▶ **GIVEN PROBLEM**
Decide whether each statement agrees with the news report below on the US-Taliban talks, answering yes or no and quoting the deciding words: (a) The Taliban was about to open an office in Doha, Qatar. (b) Ambassador Cunningham said the Taliban are clearly ready to sit down for talks. (c) Cunningham said the government of Afghanistan wants the discussions to happen.

News / Asia

US Says Talks with Taliban Fail to Get Off the Ground

US ambassador in Afghanistan, James Cunningham, speaks during a news event at the U.S. embassy in Kabul, Afghanistan, Jan. 17, 2013.
US ambassador in Afghanistan, James Cunningham, speaks during a news event at the U.S. embassy in Kabul, Afghanistan, Jan. 17, 2013.
Sharon Behn
Hopes for a negotiated settlement to the conflict in Afghanistan rose in recent months with the news that the Taliban was about to open an office in Doha, Qatar, and start talks with the United States and Afghan representatives. But in the wake of a dispute between the government of Afghan President Hamid Karzai and the militant group, the U.S. says the talks have apparently failed to get off the ground.

U.S. Ambassador James Cunningham said Wednesday that it is not clear if the Taliban are ready to sit down for talks. 

“We hope that those discussions will take place, we know that the government of Afghanistan wants them as do we, but it’s up to the Taliban now to decide whether to take advantage of the opportunity that’s provided to have a discussion with Afghans, with the Afghan High Peace Council, about the future of Afghanistan and about peace and reconciliation,” he said.

▶ **SUPPLIED DATA**

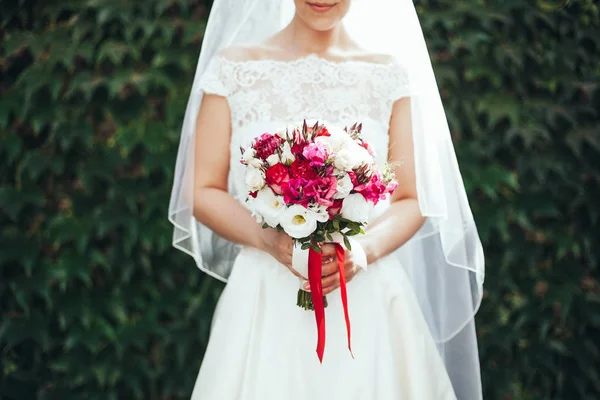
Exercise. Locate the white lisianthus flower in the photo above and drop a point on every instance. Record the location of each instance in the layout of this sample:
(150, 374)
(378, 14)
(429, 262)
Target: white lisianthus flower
(248, 155)
(270, 206)
(336, 140)
(286, 155)
(251, 205)
(298, 222)
(319, 212)
(254, 178)
(363, 156)
(282, 134)
(356, 208)
(273, 159)
(344, 186)
(256, 162)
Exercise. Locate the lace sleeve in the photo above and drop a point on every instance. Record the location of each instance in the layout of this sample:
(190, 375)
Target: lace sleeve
(400, 85)
(216, 79)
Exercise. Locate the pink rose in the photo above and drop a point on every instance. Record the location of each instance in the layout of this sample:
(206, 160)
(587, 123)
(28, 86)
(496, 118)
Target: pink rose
(374, 190)
(335, 208)
(293, 192)
(302, 169)
(321, 190)
(267, 144)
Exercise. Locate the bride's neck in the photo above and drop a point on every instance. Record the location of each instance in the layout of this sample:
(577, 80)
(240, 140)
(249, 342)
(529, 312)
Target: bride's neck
(304, 39)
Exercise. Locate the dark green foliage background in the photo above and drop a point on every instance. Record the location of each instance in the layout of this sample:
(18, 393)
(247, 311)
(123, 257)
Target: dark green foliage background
(96, 304)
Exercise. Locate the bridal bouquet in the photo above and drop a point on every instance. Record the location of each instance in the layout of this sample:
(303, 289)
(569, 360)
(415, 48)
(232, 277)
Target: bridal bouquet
(317, 183)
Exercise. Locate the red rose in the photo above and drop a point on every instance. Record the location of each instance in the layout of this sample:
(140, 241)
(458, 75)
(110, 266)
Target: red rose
(323, 132)
(302, 169)
(276, 177)
(297, 149)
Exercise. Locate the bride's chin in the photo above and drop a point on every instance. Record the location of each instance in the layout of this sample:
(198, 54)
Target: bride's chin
(322, 24)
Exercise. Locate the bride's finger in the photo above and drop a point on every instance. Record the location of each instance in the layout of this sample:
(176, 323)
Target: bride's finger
(296, 273)
(330, 280)
(329, 268)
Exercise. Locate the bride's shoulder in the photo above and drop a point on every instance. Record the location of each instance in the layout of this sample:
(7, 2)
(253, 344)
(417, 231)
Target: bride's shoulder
(374, 58)
(242, 53)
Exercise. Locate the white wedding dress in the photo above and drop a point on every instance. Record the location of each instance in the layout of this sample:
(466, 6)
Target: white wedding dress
(262, 346)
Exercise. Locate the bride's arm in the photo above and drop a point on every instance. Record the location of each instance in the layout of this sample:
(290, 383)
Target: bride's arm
(403, 218)
(213, 205)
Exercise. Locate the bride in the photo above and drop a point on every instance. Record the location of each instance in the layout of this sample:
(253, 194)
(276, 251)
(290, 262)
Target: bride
(268, 63)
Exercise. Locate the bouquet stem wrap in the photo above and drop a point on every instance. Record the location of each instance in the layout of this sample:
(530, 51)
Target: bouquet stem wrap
(313, 268)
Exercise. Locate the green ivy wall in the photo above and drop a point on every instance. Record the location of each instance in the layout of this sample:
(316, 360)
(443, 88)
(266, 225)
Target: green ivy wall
(96, 304)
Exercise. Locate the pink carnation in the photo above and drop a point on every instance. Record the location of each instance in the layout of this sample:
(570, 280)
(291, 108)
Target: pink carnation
(293, 192)
(375, 190)
(316, 153)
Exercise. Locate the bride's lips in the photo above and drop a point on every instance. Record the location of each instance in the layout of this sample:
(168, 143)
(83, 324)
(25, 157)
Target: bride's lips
(321, 7)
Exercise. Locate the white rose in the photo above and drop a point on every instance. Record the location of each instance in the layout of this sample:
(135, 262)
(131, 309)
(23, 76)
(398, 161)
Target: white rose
(270, 206)
(344, 186)
(356, 208)
(248, 155)
(273, 159)
(298, 222)
(362, 155)
(256, 162)
(286, 155)
(346, 160)
(254, 179)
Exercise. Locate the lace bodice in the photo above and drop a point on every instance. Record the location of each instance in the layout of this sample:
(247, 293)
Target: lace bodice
(265, 95)
(309, 87)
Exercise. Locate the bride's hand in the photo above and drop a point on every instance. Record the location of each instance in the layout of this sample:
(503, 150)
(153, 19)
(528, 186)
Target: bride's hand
(281, 246)
(330, 272)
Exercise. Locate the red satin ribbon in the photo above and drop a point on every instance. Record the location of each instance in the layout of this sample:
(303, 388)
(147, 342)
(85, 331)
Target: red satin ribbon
(315, 268)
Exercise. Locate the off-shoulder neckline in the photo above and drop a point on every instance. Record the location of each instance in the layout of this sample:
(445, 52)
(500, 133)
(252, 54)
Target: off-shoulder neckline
(309, 58)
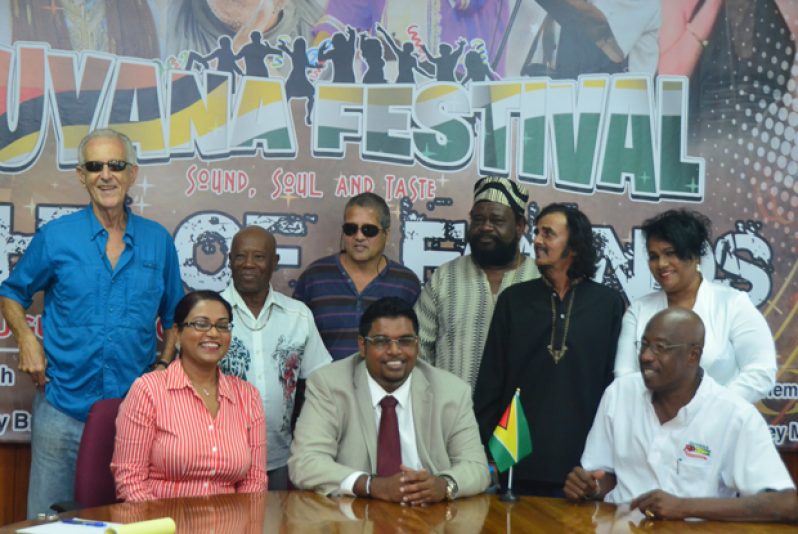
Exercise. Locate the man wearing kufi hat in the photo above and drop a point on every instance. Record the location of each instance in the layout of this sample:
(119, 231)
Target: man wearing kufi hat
(456, 305)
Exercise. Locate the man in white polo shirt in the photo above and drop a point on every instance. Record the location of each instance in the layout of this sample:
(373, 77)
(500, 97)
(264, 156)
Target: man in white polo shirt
(275, 341)
(675, 444)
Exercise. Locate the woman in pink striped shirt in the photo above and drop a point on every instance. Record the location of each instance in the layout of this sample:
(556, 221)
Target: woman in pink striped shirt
(191, 430)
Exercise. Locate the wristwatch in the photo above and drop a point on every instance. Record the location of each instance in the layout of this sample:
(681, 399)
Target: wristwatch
(451, 487)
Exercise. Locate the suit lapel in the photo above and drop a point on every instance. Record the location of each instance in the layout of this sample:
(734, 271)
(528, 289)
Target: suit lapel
(365, 412)
(422, 414)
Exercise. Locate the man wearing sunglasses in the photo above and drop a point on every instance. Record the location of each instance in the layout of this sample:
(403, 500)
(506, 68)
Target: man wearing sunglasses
(386, 426)
(107, 274)
(456, 304)
(673, 443)
(340, 287)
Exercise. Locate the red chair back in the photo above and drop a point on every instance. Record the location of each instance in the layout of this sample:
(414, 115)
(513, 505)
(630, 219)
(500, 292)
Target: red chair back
(94, 482)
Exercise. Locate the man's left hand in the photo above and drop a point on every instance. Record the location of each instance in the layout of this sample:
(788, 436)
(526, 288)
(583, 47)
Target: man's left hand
(421, 487)
(658, 504)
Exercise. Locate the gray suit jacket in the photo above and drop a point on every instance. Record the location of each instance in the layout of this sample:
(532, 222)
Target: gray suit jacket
(336, 434)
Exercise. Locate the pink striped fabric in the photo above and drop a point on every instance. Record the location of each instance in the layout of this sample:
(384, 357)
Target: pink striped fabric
(168, 445)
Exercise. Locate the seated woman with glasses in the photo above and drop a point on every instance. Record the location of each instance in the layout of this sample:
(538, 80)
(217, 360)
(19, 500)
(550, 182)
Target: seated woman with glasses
(191, 430)
(739, 352)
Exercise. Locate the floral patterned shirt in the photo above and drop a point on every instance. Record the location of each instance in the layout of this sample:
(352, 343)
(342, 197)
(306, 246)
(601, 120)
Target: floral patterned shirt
(273, 351)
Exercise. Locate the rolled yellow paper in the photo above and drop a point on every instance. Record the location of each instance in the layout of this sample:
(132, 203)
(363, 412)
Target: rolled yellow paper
(163, 525)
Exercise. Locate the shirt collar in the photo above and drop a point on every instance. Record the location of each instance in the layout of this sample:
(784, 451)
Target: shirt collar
(381, 274)
(401, 394)
(176, 378)
(237, 302)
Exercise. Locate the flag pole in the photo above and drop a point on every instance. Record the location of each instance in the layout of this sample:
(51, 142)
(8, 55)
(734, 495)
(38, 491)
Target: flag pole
(508, 495)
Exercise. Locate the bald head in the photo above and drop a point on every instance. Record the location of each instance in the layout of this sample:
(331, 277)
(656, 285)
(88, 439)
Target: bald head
(671, 350)
(253, 258)
(679, 324)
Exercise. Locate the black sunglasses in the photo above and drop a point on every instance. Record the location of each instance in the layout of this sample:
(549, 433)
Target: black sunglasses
(97, 166)
(368, 230)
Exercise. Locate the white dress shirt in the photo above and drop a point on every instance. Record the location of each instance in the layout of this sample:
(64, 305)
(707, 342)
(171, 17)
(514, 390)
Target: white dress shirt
(739, 352)
(407, 429)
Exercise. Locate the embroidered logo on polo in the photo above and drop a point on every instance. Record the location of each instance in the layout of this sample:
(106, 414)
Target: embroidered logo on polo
(697, 450)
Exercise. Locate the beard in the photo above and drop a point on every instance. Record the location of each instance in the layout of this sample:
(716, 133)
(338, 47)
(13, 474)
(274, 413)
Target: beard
(500, 255)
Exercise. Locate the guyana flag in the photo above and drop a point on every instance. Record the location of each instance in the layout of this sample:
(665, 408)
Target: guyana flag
(511, 440)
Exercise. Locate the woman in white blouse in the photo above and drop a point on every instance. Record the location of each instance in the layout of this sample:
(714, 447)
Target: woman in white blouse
(738, 349)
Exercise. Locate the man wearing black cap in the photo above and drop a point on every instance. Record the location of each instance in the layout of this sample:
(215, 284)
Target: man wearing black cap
(456, 304)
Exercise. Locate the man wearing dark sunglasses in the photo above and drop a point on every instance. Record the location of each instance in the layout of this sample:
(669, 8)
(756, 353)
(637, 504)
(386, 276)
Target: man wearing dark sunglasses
(340, 287)
(107, 274)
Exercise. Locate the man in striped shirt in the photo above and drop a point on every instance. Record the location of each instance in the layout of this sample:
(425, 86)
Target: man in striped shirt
(340, 287)
(455, 308)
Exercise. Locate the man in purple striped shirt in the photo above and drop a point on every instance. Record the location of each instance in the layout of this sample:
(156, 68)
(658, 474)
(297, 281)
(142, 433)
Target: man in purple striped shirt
(339, 288)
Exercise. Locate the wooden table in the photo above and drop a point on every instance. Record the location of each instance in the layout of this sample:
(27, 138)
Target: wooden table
(305, 512)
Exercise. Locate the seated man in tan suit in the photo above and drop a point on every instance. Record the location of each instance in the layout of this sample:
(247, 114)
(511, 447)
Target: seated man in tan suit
(384, 425)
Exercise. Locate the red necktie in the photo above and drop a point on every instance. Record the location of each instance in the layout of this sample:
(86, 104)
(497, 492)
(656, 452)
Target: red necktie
(389, 452)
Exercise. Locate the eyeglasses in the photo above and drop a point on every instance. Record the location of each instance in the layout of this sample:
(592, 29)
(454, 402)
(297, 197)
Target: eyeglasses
(97, 166)
(204, 325)
(368, 230)
(383, 343)
(657, 348)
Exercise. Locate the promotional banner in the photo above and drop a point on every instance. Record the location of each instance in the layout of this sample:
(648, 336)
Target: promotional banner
(274, 113)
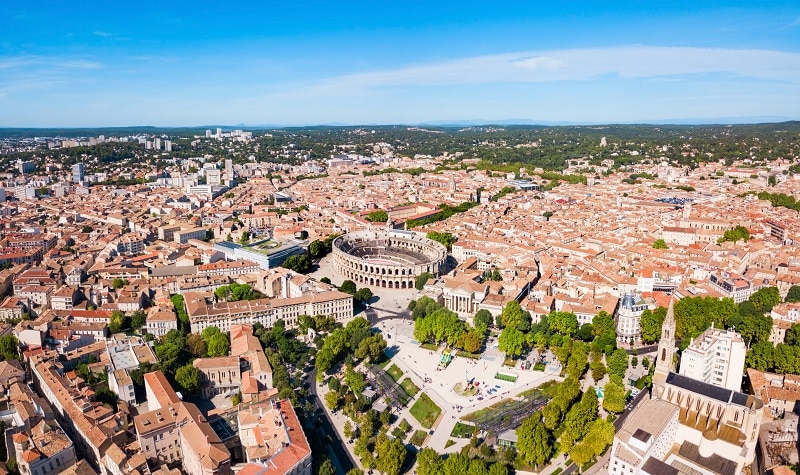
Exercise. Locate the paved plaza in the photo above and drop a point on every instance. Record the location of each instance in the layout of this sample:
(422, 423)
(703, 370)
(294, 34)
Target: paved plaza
(421, 365)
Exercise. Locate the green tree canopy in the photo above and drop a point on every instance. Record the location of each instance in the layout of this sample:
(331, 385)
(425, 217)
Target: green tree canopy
(794, 294)
(379, 216)
(618, 363)
(565, 323)
(9, 347)
(514, 317)
(429, 462)
(389, 454)
(735, 234)
(511, 341)
(422, 279)
(300, 263)
(483, 318)
(363, 294)
(348, 287)
(188, 377)
(614, 396)
(534, 441)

▶ **RESPONSE TO THIS TASK**
(a) Yes: "the Taliban was about to open an office in Doha, Qatar"
(b) No: "it is not clear if the Taliban are ready to sit down for talks"
(c) Yes: "we know that the government of Afghanistan wants them as do we"